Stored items
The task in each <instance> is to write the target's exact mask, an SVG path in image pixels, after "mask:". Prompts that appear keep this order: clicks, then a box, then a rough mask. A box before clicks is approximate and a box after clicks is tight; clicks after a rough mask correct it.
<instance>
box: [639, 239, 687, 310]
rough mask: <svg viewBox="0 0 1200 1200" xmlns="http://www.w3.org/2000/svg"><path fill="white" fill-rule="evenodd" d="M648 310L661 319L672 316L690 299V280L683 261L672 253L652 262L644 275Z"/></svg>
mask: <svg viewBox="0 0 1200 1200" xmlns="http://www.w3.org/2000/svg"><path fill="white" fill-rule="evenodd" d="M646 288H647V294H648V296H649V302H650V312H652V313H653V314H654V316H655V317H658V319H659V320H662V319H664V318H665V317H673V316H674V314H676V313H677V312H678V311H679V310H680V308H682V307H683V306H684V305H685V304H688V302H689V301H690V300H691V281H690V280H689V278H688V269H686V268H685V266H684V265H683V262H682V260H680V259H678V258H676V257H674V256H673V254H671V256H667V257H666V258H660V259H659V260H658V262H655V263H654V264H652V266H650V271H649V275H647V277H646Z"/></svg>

▸ **What this task involves**: Your answer should consist only of the lines from the one that holds "rough mask: <svg" to the end of the entries above, both ends included, each repeated exactly.

▸ **Response for this exercise**:
rough mask: <svg viewBox="0 0 1200 1200" xmlns="http://www.w3.org/2000/svg"><path fill="white" fill-rule="evenodd" d="M648 310L661 319L672 316L690 299V280L683 261L672 253L652 262L644 275Z"/></svg>
mask: <svg viewBox="0 0 1200 1200" xmlns="http://www.w3.org/2000/svg"><path fill="white" fill-rule="evenodd" d="M646 288H647V294H648V296H649V302H650V312H652V313H653V314H654V316H655V317H658V319H659V320H662V319H664V318H665V317H673V316H674V314H676V313H677V312H678V311H679V310H680V308H682V307H683V306H684V305H685V304H688V302H689V301H690V300H691V281H690V280H689V278H688V269H686V268H685V266H684V265H683V262H682V260H680V259H678V258H676V257H674V256H673V254H671V256H667V257H666V258H660V259H659V260H658V262H655V263H654V264H652V266H650V271H649V275H647V277H646Z"/></svg>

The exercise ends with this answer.